_Goal:_ Rewrite the data from the line with "The scan above contains the hand on" up to and including the line with "[438,311,507,614]". Keep every line, but scale each box coordinate in the answers by 1.5 and round to whole numbers, with halves going up.

[Items saved from a collection]
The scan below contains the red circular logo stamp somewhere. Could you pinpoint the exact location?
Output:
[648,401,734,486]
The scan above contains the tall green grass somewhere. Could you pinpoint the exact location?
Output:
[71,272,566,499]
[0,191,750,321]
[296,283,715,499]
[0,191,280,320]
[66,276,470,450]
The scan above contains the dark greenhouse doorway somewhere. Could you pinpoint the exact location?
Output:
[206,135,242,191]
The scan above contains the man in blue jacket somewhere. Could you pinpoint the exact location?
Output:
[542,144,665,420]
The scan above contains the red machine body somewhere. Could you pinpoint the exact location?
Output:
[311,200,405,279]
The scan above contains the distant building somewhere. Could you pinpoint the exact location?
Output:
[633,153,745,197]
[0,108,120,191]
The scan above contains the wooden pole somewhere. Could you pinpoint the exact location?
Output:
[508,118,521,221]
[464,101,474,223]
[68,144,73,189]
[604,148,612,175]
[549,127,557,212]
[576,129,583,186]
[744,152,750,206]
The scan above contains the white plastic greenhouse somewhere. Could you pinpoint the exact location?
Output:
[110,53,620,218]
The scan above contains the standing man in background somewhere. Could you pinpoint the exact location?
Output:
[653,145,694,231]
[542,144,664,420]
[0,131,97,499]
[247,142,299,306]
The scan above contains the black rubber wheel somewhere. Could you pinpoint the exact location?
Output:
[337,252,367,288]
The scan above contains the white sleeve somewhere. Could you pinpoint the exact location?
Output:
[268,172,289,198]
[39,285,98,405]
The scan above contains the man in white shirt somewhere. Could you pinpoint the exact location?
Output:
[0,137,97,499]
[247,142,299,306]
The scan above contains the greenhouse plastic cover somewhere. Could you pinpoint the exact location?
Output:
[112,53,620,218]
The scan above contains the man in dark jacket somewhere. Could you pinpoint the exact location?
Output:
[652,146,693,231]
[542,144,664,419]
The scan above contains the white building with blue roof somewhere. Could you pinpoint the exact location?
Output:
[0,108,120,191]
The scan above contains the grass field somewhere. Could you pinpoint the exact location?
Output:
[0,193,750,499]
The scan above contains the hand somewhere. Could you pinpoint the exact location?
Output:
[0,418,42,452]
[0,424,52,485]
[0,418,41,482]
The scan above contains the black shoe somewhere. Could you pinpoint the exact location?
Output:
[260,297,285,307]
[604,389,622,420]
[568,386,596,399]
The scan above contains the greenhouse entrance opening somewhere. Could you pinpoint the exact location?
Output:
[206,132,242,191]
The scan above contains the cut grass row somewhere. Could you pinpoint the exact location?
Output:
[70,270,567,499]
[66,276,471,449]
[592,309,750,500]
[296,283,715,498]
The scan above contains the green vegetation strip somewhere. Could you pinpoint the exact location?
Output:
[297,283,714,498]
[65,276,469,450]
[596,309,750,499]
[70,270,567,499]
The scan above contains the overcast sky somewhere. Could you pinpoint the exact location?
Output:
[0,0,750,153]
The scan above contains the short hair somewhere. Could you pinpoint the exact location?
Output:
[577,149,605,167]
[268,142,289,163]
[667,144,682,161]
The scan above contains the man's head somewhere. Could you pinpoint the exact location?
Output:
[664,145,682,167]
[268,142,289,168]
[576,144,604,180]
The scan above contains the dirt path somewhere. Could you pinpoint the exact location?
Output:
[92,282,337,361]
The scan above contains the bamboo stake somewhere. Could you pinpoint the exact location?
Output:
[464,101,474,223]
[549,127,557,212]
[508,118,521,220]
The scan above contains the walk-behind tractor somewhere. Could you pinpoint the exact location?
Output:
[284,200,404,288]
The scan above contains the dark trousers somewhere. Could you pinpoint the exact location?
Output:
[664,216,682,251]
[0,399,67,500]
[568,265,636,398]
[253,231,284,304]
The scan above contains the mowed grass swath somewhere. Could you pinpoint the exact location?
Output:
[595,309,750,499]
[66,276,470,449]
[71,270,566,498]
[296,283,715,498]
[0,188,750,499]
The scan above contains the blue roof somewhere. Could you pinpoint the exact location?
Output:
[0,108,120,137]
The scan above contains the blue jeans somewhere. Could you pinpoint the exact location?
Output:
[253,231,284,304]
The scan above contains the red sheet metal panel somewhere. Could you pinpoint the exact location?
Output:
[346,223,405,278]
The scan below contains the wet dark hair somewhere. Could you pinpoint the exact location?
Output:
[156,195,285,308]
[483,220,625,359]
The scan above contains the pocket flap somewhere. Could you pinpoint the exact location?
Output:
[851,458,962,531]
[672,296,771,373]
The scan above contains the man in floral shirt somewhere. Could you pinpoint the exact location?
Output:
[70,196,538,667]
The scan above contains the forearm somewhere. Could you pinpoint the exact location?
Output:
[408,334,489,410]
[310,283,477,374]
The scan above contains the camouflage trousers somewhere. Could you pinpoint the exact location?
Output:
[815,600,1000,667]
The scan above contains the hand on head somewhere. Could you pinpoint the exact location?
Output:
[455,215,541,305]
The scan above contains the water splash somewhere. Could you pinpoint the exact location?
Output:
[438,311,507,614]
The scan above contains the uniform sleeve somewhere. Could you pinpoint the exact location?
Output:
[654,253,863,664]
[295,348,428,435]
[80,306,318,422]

_Output of the task:_
The scan above contains the hand on head somewhere. Could you pinpoint the exact location?
Output:
[683,323,812,458]
The scan above contains the water splash somewhere. Could you pinpoint the exact location?
Output:
[657,467,761,921]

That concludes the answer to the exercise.